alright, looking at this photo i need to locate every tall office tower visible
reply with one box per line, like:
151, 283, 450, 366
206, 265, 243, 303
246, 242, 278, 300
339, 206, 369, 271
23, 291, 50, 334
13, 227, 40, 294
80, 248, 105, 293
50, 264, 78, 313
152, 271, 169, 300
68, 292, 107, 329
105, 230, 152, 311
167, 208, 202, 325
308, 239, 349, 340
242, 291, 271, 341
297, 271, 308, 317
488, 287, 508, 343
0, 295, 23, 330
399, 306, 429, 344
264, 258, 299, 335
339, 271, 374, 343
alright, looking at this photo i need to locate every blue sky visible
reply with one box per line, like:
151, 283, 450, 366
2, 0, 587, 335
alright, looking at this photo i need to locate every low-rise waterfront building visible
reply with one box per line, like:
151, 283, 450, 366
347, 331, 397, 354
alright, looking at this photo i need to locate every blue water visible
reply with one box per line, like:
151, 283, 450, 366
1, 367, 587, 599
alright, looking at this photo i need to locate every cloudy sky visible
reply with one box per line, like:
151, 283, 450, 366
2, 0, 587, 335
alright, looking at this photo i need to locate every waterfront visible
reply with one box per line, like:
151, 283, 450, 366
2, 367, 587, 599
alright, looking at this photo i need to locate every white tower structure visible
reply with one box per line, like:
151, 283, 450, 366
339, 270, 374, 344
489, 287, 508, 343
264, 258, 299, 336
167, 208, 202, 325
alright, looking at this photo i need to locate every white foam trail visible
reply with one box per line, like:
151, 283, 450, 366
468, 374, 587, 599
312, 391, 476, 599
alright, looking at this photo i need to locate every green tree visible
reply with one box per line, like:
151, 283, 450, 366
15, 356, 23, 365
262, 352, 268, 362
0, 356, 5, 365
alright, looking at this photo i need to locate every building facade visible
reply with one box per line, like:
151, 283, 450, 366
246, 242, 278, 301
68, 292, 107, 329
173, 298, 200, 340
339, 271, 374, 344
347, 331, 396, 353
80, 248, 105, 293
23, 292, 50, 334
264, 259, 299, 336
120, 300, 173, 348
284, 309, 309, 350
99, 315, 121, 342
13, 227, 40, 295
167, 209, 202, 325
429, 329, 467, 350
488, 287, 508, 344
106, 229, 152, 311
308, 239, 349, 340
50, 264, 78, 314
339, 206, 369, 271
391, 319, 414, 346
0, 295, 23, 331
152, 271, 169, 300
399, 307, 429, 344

...

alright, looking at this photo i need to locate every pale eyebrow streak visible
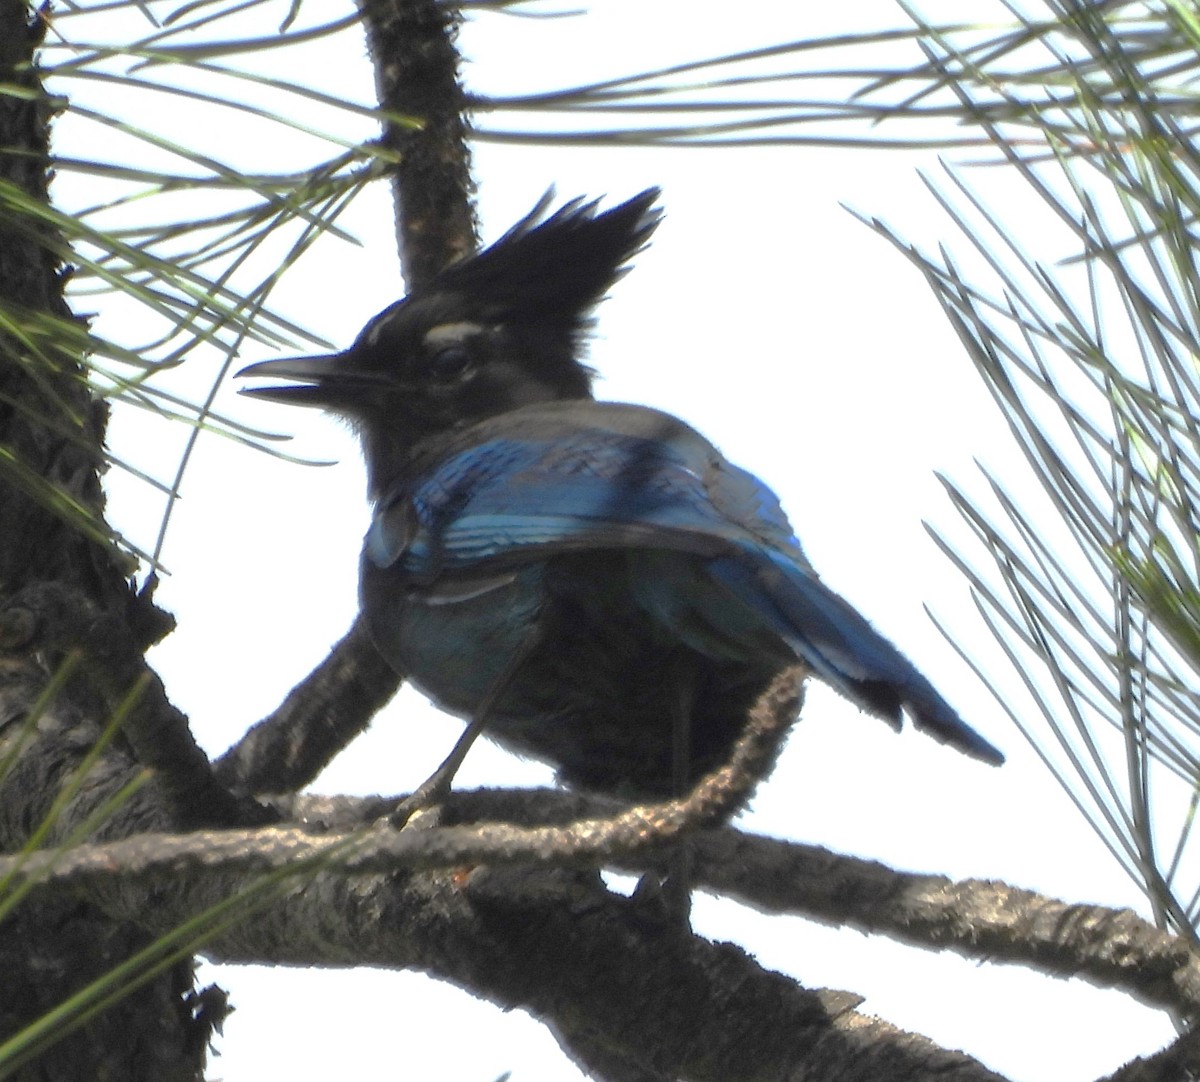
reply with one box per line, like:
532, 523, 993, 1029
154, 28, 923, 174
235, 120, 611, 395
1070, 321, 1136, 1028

* * *

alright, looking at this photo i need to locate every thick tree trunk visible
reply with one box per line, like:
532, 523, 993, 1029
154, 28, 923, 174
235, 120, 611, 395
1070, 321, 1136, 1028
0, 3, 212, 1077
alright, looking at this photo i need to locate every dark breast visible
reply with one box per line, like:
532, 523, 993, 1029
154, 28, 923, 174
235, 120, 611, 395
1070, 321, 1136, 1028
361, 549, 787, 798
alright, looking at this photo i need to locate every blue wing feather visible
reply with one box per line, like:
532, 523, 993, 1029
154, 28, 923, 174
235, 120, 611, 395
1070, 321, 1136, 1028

_Your instructions:_ Wherever the word "waterfront" turns up in a line of the entries above, copy that line.

_The answer:_
alright, looking at this photo i need to locate every low-rise waterfront building visible
alright, looking at this photo i need to locate every waterfront visible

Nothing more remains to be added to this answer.